The reply must return each line of the data exactly.

• • • • •

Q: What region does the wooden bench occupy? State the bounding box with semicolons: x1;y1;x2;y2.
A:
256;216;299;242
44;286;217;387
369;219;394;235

• • • • •

» Response to this exercise:
Q: What region does the wooden bench occupy? State the bounding box with semicolons: x1;y1;x2;y2.
A:
256;216;299;242
44;286;217;387
369;219;394;235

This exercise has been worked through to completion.